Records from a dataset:
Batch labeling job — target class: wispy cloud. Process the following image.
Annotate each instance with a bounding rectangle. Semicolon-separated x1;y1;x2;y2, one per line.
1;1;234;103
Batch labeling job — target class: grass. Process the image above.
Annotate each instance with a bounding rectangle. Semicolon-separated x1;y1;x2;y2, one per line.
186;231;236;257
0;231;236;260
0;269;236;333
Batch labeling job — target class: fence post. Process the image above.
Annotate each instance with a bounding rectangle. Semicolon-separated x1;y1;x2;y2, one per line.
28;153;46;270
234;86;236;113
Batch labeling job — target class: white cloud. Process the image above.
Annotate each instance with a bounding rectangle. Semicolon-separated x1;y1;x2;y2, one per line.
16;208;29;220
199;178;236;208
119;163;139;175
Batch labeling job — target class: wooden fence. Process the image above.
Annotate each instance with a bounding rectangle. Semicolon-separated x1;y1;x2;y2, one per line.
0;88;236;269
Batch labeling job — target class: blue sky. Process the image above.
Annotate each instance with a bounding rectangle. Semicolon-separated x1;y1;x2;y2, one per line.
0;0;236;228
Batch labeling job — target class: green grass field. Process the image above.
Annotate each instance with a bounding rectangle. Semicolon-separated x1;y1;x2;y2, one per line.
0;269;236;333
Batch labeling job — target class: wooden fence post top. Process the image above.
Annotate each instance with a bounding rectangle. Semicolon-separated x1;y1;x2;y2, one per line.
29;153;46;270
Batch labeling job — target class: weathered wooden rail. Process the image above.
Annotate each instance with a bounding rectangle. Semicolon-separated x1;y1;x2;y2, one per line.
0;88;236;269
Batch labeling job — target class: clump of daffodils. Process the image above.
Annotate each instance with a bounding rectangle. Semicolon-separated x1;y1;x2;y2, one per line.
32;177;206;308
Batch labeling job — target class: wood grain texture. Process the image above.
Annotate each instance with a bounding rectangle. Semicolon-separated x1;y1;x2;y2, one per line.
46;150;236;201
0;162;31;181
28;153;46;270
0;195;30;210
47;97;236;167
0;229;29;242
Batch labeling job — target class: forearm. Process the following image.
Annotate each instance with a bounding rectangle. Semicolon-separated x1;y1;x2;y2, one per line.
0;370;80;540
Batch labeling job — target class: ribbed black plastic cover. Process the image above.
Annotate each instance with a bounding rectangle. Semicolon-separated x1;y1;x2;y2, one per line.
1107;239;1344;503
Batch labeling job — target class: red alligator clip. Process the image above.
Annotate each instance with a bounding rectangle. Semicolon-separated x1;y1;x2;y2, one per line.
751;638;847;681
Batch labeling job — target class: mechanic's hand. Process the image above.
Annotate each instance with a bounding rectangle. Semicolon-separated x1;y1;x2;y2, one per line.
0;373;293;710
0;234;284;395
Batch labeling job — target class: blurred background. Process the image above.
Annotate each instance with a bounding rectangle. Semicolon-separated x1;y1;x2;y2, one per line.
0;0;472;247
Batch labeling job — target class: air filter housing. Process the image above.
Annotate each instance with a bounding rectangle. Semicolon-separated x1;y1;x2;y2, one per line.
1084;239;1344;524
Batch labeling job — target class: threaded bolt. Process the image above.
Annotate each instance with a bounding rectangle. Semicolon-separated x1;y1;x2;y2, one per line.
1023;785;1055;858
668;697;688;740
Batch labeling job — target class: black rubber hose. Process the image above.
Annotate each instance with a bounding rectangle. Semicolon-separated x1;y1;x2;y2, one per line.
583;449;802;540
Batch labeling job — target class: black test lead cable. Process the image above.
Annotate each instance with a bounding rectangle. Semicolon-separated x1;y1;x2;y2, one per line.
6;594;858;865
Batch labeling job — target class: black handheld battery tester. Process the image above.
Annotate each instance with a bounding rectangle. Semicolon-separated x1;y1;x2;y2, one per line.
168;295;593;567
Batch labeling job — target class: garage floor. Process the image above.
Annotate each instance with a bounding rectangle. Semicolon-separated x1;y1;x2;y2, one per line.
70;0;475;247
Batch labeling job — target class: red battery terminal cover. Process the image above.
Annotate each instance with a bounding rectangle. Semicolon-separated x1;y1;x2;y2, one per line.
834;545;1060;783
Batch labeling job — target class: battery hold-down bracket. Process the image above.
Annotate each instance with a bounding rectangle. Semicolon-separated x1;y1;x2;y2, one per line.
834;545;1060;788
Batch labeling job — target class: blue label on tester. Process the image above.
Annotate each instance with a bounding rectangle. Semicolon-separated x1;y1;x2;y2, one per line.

--

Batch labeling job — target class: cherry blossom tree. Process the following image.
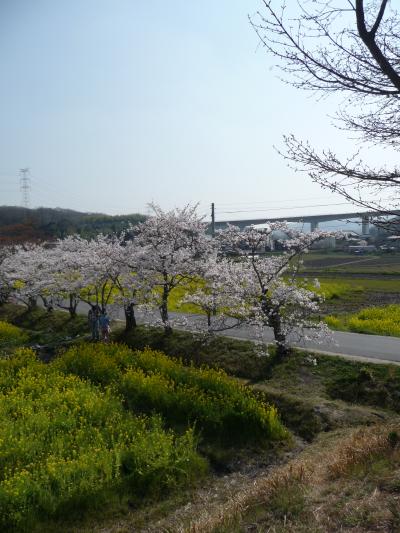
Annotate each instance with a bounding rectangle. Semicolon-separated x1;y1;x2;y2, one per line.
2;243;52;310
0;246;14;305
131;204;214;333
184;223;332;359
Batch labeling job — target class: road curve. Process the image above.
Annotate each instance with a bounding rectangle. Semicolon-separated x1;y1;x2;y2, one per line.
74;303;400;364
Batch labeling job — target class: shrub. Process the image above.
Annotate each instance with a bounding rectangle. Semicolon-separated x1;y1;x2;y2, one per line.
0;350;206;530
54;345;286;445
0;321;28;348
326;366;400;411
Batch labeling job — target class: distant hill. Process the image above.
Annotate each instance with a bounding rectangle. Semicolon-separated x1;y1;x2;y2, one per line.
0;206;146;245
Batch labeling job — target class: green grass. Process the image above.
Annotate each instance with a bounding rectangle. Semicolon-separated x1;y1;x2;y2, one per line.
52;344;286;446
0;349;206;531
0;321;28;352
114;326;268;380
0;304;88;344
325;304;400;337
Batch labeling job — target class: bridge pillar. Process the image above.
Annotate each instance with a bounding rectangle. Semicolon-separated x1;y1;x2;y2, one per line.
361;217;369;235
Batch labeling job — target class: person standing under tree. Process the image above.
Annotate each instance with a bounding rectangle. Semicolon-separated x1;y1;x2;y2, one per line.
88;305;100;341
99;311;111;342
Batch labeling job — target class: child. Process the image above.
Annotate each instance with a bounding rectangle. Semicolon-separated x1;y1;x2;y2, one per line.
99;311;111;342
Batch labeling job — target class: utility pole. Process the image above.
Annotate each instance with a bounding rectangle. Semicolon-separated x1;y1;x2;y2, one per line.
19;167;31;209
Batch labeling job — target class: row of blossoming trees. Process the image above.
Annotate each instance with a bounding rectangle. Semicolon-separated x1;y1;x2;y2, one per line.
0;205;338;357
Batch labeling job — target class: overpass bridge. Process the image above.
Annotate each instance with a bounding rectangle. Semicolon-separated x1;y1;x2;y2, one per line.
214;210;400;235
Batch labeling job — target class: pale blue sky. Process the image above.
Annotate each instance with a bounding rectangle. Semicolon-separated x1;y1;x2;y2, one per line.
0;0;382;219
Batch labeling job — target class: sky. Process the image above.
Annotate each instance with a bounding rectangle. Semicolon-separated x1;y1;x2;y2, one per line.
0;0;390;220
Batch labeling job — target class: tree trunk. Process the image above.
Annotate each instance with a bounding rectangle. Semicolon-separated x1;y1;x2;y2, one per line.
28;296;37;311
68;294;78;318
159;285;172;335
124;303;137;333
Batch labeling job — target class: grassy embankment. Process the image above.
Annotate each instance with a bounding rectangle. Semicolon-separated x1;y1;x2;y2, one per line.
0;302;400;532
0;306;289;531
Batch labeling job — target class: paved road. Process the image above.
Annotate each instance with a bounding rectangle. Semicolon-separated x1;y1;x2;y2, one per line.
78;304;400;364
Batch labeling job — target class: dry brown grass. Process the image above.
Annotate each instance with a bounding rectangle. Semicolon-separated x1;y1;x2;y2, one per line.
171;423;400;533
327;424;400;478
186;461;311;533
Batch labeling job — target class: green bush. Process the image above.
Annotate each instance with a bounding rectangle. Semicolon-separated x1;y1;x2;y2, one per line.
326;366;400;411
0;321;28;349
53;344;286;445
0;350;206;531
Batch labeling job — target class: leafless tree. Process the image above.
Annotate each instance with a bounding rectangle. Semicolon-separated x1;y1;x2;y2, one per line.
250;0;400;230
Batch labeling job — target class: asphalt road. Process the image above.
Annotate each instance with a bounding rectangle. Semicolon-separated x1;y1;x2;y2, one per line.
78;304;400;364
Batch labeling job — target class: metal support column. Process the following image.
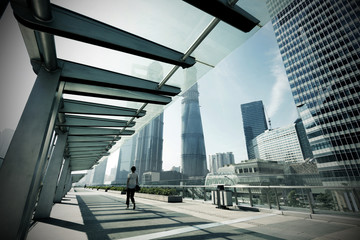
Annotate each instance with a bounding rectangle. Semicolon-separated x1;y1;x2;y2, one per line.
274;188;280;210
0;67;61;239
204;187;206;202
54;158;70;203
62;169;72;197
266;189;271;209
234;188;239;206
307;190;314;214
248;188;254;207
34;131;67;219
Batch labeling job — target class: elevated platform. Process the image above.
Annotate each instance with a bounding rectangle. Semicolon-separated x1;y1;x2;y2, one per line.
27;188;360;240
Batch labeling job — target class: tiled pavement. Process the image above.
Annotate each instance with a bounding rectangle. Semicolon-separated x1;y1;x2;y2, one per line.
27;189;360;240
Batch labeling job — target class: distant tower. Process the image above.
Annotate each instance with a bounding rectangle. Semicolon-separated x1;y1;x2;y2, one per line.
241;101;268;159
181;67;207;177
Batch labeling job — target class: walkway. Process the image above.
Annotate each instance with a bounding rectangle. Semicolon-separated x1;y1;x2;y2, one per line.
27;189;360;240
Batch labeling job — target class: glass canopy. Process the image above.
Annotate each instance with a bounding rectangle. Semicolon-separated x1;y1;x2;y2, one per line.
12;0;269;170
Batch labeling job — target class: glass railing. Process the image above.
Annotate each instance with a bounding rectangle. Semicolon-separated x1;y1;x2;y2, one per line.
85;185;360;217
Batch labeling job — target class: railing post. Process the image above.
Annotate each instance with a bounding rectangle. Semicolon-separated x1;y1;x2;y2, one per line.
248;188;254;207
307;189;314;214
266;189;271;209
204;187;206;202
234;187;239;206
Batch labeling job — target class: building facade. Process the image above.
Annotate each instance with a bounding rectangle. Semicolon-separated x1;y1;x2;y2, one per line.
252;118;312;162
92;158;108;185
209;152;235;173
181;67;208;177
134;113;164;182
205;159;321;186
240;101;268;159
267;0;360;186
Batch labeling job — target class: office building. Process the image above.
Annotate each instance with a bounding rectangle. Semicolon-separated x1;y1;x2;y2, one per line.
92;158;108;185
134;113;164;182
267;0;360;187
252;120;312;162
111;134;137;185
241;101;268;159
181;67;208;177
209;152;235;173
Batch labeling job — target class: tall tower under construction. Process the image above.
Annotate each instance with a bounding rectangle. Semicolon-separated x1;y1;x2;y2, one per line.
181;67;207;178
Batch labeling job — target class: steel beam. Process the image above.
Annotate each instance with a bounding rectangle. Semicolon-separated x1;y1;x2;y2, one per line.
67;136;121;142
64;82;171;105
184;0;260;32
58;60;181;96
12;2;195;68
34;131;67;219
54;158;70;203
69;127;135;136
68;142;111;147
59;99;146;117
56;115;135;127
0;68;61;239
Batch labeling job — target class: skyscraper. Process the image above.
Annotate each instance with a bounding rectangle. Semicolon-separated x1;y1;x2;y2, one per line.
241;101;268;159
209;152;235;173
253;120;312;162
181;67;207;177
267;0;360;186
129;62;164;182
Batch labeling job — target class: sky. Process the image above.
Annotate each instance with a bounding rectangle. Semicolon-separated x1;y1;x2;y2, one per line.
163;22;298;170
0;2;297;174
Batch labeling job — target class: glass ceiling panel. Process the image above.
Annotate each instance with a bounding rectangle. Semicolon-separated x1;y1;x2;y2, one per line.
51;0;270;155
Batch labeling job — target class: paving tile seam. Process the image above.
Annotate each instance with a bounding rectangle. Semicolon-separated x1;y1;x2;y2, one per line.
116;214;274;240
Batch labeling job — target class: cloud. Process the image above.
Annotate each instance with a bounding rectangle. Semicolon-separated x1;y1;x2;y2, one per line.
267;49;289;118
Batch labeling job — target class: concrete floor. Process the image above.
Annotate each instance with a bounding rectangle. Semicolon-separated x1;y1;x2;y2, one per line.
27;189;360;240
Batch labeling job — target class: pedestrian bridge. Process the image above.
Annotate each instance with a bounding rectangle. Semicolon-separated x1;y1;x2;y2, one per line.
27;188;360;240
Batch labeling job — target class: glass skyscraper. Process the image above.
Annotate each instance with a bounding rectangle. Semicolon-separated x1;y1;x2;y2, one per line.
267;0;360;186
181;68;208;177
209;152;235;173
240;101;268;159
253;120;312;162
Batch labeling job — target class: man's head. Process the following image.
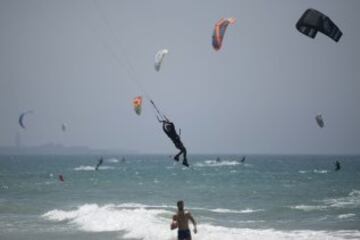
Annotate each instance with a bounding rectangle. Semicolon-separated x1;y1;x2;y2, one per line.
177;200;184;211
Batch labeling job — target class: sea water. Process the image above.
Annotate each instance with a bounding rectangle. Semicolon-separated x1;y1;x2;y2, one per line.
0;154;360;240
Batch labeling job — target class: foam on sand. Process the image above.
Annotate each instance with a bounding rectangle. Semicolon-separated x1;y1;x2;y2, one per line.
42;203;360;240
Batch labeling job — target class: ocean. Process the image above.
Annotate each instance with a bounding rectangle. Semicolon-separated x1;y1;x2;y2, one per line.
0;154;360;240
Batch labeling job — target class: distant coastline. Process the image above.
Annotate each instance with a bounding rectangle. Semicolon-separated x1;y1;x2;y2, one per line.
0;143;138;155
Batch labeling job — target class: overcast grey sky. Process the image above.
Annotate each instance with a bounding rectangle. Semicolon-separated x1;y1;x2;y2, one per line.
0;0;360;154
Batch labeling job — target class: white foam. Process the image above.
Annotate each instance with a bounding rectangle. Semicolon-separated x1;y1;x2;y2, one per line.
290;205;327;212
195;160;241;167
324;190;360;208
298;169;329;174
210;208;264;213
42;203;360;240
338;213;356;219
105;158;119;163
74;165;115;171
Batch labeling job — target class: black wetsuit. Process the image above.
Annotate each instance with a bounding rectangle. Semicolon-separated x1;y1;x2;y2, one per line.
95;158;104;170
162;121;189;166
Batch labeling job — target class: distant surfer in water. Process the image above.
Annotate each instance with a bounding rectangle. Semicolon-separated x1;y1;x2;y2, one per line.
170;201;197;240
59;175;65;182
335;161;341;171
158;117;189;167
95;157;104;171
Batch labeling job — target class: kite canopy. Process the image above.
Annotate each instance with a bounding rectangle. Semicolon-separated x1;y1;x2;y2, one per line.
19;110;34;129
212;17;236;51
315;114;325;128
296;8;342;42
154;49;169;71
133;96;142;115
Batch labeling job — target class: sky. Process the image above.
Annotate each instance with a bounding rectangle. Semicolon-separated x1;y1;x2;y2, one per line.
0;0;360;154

* [Given task] Rename "walkway" to "footpath" in the entries starting at the line containing "Batch labeling job — target class: metal" and ending at the line containing "12;0;269;170", and give those lines again with nothing else altered. Leave the pictures out of your answer.

* [Answer to this exercise]
Batch labeling job — target class: metal support column. Process the following image.
Annotate each instance with a bounding rectangle. Semicolon-separated x1;y1;x2;y2, one per line.
274;188;280;210
0;67;61;239
204;187;206;202
54;158;70;203
62;169;72;197
266;189;271;209
234;188;239;206
307;190;314;214
248;188;254;207
34;131;67;219
Batch labeling job — target class: elevated platform. Process the image above.
Annotate each instance with a bounding rectangle. Semicolon-separated x1;y1;x2;y2, one per line.
27;188;360;240
Batch labeling job — target class: tiled pavement. Process the image above.
Annotate each instance with a bounding rectangle. Semicolon-separated x1;y1;x2;y2, one per line.
27;189;360;240
Batch labeling job — target class: distant tower. Process the image above.
Annotate each instance with a bounding rectangle. Semicolon-separated x1;y1;x2;y2, one per line.
241;101;268;159
181;67;207;177
Batch labeling job — target class: footpath. Process the image above.
Annotate each instance with a bounding rectangle. Semicolon-separated x1;y1;x2;y2, one per line.
27;189;360;240
Batch labeling job — target class: glass canopy. Process the image above.
Annotate each instance with a bounding rectangle. Semicolon-separated x1;y1;x2;y2, one per line.
12;0;269;170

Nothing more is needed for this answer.